== Given request ==
Starting from the line containing "In the picture above, where can the cloud", write out every remaining line exactly, the last one included.

(Extracted data entries)
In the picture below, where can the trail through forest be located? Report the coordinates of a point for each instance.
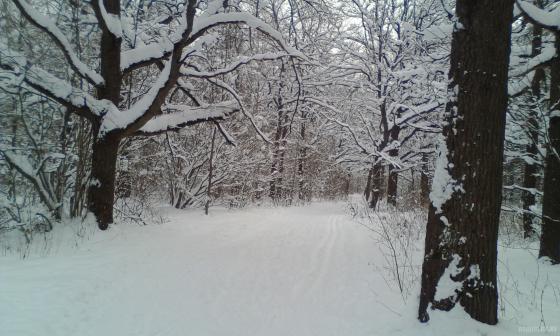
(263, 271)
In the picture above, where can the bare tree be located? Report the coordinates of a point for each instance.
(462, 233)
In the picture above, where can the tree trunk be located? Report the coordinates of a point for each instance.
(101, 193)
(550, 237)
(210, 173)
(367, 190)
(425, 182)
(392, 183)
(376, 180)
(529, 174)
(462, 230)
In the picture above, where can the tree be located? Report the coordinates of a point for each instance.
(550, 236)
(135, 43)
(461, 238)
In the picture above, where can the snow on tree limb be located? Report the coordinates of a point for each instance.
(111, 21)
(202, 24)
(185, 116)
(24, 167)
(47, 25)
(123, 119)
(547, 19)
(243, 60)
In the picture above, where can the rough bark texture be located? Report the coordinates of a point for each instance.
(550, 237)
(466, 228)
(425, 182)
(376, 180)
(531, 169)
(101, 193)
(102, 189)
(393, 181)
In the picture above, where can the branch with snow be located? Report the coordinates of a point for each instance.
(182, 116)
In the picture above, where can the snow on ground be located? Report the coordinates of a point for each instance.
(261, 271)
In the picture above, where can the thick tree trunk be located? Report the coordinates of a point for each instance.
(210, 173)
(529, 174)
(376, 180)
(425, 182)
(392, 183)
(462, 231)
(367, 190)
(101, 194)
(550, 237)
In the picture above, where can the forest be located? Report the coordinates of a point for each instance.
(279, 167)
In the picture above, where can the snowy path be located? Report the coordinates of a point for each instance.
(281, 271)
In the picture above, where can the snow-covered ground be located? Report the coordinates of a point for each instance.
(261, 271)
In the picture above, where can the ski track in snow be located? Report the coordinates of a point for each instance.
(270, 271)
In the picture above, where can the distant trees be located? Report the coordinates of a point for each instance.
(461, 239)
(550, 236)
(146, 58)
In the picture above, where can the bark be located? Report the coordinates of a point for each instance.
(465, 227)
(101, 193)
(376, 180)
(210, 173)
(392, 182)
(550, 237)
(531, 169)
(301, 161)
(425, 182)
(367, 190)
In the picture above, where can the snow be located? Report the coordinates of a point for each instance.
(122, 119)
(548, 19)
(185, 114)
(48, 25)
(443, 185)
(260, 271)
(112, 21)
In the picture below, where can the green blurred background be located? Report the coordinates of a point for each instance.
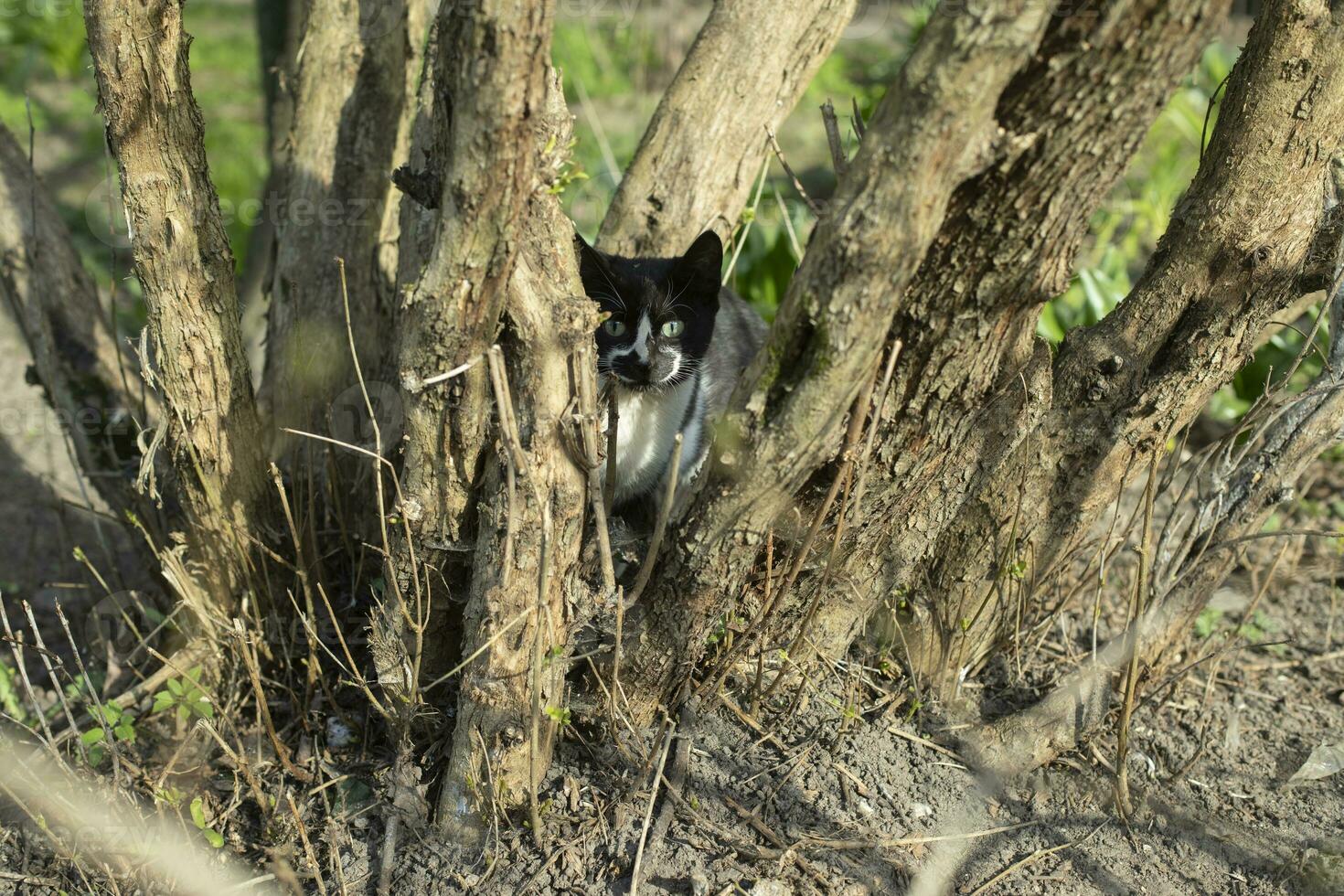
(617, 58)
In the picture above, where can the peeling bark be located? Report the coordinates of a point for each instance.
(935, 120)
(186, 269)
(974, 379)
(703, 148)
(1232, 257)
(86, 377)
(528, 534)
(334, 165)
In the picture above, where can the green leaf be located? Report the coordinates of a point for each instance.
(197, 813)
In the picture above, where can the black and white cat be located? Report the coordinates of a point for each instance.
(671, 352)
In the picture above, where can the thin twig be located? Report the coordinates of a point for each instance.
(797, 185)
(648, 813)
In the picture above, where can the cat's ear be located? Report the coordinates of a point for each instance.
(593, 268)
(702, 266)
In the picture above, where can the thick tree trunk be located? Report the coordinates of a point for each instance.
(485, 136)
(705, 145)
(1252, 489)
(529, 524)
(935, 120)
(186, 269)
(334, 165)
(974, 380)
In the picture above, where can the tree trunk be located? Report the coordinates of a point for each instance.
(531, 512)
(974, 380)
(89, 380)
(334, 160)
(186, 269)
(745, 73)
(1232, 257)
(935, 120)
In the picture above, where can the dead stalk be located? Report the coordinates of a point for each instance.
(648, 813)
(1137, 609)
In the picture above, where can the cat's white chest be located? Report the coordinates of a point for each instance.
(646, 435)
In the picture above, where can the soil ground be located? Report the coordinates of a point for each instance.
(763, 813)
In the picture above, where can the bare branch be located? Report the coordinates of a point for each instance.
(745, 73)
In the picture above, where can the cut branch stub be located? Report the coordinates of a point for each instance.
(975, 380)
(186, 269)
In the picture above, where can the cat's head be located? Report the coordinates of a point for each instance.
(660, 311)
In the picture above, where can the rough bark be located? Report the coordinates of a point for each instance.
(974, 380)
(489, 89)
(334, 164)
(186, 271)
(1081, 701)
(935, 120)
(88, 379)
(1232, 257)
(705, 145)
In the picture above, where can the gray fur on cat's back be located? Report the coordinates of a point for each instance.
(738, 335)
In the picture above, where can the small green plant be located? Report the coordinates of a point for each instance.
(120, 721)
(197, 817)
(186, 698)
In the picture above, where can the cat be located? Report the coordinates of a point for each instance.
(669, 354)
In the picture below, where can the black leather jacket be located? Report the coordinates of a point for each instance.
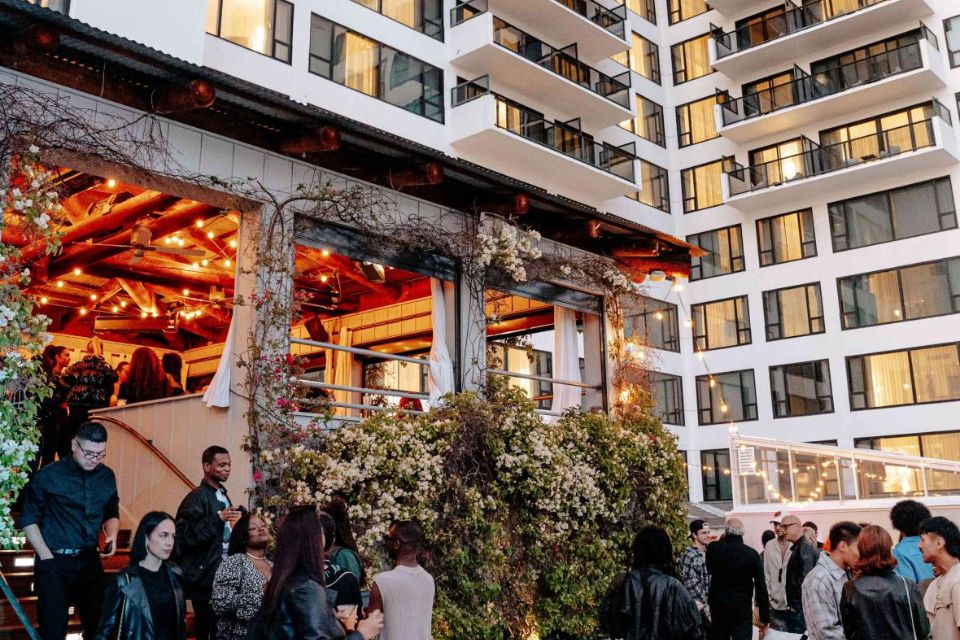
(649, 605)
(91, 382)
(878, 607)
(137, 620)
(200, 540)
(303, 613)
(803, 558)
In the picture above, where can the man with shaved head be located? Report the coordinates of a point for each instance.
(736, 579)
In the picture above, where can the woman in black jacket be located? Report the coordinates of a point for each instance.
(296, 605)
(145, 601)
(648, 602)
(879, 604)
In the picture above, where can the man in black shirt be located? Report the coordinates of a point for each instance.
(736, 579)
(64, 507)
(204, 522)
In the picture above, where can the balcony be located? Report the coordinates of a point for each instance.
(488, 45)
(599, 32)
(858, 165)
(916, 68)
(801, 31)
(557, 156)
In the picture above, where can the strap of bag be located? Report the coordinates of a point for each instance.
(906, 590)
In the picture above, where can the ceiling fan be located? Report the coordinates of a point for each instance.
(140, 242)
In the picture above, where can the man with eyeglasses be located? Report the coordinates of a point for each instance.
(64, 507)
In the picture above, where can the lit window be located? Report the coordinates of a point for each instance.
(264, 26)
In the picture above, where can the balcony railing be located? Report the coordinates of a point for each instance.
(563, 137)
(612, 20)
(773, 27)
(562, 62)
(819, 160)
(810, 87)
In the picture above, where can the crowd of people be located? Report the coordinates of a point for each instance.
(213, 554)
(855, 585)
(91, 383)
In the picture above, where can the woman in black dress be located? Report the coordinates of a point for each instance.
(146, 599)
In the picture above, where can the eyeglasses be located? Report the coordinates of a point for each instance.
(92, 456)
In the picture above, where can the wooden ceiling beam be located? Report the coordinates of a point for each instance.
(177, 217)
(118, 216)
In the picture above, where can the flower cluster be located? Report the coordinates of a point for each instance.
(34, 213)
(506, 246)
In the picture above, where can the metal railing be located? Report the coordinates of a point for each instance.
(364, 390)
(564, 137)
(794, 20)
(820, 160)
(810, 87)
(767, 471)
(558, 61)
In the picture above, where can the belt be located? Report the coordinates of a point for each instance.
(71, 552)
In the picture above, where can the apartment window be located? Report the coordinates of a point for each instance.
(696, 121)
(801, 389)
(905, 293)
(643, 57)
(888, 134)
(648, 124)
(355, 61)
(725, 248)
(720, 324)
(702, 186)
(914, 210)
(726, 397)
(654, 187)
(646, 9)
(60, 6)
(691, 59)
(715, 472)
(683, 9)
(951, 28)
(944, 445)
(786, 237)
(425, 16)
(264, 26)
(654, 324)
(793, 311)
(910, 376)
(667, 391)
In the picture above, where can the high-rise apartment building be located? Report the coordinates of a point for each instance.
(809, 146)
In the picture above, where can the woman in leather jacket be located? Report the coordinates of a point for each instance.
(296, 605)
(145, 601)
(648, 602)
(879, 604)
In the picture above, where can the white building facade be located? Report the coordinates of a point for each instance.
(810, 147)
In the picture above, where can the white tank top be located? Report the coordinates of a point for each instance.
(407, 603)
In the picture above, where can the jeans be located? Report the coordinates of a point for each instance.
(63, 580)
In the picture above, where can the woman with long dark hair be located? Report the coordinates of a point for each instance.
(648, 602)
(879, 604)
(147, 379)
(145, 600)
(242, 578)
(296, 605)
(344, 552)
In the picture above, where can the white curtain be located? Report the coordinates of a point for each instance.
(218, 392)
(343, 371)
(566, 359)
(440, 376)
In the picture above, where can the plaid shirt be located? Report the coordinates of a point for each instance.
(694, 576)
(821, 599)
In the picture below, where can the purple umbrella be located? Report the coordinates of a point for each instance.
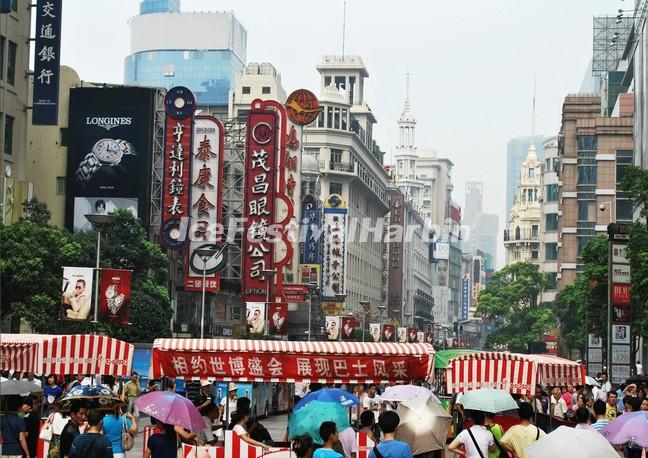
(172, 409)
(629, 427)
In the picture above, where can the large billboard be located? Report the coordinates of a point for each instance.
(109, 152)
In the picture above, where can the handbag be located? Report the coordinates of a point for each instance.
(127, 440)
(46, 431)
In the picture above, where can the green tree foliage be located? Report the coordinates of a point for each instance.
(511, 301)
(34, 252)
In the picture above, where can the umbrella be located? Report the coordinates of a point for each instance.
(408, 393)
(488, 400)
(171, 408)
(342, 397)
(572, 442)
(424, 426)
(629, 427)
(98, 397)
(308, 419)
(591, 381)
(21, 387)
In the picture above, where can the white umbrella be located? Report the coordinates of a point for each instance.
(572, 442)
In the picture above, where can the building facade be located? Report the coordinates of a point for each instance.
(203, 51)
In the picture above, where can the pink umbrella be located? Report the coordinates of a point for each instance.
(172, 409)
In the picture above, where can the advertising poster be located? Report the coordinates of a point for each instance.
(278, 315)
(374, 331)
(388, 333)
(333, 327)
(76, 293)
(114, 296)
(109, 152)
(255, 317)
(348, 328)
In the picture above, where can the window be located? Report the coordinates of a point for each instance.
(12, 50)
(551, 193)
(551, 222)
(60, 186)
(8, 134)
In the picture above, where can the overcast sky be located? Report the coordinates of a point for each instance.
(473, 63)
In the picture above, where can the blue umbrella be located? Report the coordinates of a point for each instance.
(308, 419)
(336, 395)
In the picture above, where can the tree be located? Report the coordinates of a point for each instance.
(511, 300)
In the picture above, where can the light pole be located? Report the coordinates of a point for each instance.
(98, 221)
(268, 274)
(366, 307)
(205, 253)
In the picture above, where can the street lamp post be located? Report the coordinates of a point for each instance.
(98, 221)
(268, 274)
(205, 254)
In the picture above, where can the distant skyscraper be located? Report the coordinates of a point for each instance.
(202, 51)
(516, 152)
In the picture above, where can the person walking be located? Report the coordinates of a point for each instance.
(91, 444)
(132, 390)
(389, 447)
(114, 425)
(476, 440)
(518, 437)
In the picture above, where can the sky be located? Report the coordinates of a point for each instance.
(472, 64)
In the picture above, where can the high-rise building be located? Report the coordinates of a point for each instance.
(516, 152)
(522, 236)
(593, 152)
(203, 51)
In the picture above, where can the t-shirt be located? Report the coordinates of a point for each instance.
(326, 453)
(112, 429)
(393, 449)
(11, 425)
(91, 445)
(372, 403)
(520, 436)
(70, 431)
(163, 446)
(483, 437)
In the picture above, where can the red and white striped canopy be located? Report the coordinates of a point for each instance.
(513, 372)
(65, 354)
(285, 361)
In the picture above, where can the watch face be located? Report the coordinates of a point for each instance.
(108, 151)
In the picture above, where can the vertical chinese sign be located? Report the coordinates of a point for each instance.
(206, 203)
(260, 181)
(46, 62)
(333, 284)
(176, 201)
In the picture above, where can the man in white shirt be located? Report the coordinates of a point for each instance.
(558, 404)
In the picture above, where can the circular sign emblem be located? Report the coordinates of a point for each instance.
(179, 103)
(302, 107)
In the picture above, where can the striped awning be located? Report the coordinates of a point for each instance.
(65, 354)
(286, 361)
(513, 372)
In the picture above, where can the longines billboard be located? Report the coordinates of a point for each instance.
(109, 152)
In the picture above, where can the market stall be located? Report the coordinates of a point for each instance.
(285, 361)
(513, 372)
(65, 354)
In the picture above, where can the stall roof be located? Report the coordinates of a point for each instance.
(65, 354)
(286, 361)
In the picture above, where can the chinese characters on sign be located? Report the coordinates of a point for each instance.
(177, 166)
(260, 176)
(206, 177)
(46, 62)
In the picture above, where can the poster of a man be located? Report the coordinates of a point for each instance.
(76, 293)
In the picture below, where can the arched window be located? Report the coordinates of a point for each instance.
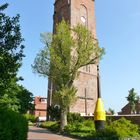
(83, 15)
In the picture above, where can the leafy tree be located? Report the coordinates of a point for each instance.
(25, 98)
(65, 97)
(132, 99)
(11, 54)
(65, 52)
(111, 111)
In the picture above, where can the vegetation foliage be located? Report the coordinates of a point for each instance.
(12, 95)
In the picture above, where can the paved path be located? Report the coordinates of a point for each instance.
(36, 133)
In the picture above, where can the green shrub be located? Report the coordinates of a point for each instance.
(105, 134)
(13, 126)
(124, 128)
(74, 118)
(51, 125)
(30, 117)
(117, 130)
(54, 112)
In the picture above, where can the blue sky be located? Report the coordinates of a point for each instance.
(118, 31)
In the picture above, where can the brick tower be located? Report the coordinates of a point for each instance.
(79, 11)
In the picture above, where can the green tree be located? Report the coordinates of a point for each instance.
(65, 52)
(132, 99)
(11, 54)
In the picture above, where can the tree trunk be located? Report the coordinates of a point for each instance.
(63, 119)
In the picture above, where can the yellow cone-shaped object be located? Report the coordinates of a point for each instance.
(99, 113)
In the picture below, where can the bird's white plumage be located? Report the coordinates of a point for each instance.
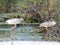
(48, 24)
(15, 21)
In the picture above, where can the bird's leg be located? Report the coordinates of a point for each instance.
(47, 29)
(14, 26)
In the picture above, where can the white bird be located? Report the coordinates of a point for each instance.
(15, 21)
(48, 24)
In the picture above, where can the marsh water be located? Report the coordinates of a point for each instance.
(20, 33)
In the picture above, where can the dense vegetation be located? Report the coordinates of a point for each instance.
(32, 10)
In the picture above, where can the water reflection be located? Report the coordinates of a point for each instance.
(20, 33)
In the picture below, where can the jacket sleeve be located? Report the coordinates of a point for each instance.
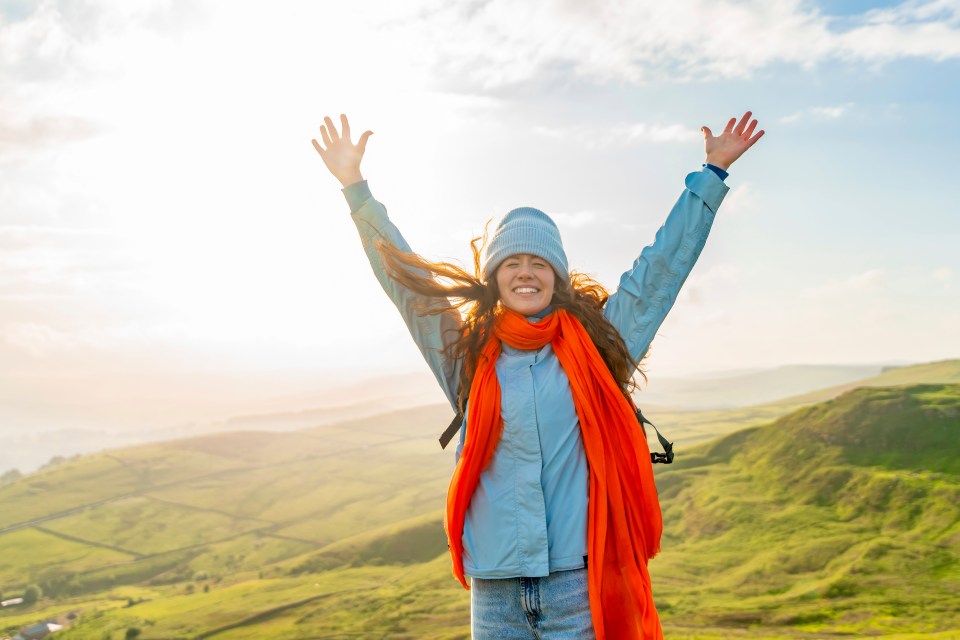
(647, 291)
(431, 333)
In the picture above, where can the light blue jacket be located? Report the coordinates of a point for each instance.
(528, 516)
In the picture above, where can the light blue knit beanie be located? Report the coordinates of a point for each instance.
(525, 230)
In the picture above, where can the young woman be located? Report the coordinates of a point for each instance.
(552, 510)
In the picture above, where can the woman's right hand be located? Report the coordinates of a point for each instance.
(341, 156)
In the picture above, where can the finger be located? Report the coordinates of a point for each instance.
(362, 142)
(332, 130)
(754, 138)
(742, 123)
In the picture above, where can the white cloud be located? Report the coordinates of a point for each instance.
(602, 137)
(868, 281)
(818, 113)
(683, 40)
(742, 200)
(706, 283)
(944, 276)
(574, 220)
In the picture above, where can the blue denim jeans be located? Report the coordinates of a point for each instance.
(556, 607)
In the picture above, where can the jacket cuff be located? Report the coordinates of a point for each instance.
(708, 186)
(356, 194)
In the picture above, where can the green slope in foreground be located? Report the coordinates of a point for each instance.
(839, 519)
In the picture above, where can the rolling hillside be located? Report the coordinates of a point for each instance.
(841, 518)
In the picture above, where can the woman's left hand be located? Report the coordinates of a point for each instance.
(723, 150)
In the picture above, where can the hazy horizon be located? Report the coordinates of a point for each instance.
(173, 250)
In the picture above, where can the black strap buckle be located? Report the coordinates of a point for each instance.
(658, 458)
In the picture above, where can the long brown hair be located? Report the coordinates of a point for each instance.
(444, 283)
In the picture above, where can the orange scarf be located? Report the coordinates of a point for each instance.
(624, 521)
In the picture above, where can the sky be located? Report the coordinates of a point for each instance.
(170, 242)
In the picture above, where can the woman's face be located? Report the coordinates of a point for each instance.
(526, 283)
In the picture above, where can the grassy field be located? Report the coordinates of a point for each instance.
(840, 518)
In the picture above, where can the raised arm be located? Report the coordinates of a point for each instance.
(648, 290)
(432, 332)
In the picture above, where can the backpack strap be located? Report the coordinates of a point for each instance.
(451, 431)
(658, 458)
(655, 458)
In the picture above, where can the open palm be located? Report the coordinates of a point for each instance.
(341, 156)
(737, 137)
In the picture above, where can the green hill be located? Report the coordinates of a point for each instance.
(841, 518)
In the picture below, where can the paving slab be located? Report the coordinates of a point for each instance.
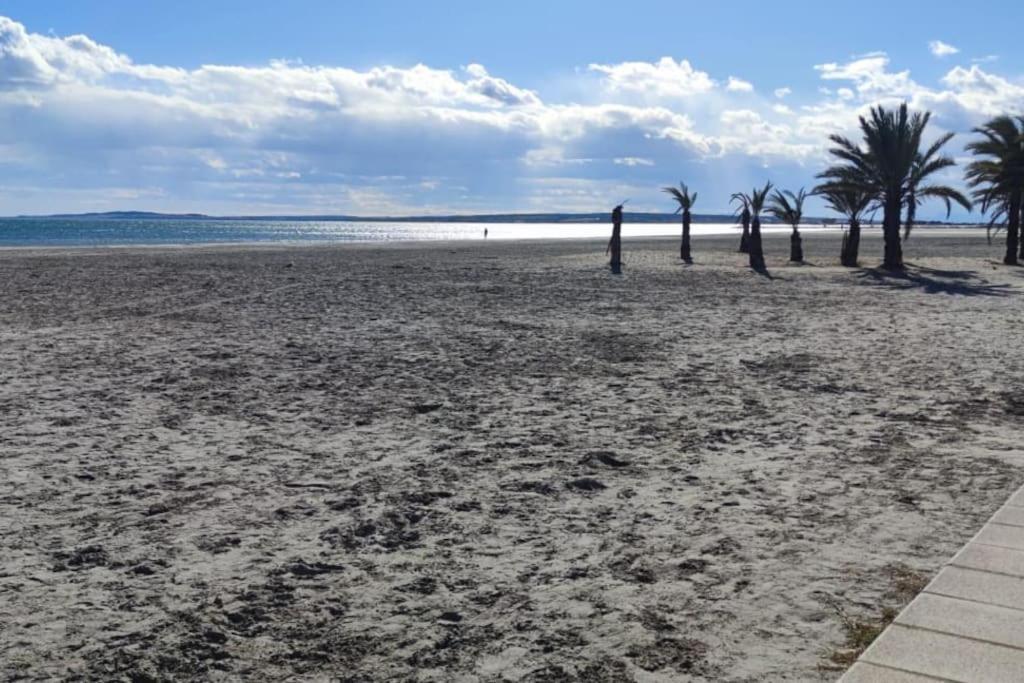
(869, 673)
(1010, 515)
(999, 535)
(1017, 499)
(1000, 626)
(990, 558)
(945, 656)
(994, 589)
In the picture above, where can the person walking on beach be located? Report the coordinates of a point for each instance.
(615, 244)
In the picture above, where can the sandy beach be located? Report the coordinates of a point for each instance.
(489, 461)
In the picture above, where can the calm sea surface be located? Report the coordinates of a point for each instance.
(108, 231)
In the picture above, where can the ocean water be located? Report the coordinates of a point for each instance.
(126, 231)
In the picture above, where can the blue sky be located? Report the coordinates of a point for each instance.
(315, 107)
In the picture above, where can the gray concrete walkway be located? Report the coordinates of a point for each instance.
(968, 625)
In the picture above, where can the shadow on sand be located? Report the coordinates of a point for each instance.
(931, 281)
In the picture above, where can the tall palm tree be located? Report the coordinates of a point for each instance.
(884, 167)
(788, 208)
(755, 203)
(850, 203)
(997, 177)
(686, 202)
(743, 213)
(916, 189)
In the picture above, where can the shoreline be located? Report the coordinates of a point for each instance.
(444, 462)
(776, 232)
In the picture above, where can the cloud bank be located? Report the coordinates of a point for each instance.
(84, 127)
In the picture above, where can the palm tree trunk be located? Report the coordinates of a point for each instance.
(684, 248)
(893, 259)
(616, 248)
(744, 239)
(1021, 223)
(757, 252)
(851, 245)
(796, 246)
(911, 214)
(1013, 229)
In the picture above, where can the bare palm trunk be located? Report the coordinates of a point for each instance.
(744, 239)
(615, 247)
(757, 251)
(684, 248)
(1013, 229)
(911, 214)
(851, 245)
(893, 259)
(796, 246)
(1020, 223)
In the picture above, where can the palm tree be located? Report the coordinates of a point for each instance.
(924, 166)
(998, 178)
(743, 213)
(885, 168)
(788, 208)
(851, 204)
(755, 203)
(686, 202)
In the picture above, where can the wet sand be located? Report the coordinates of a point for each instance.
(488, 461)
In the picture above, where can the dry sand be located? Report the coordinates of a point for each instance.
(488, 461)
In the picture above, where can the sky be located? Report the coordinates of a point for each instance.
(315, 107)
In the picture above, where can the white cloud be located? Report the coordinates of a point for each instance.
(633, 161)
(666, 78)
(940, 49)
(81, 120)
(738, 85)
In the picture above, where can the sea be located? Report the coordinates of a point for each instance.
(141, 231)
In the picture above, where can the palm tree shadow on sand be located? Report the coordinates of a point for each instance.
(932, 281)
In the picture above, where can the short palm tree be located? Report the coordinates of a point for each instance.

== Task solution ==
In the picture above, where can the cloud bank be located? Report the coordinates of a point for each instance.
(84, 127)
In the picture above, where can the palm tree trunk be located? Report the coordinates of a point for each instance.
(684, 248)
(893, 259)
(616, 248)
(744, 239)
(1021, 223)
(757, 252)
(851, 245)
(796, 246)
(911, 214)
(1013, 229)
In the picture above, where can the bare palm trunk be located? Report the coordinates of a point for each instance.
(744, 239)
(615, 247)
(757, 251)
(684, 248)
(1013, 229)
(911, 214)
(851, 245)
(893, 259)
(796, 246)
(1020, 223)
In the picture above, where can the palm tree be located? Report the coordinates of a point for each instance.
(924, 166)
(998, 178)
(743, 213)
(885, 168)
(788, 208)
(851, 204)
(755, 203)
(686, 202)
In the picture above, where can the wet sand be located? Report the coordinates of a point for each instance.
(488, 461)
In the picture above, where can the dry sand be located? Report the coordinates of a point for each instance.
(488, 461)
In the picture above, where can the sky be located? Report the coordinates of a point for each instance.
(315, 107)
In the picture above, where can the white cloud be located? Report the coordinates of a point for each instance.
(633, 161)
(666, 78)
(940, 49)
(81, 120)
(738, 85)
In the picture above, where can the sea be located? Report the coordinates of a point for each instance.
(141, 231)
In the picture above, where can the palm tree shadow on sand be located? Report the coordinates of a point for each instance.
(932, 281)
In the picture above, where can the short palm tree be located? Report the coordinates of a point for each instance.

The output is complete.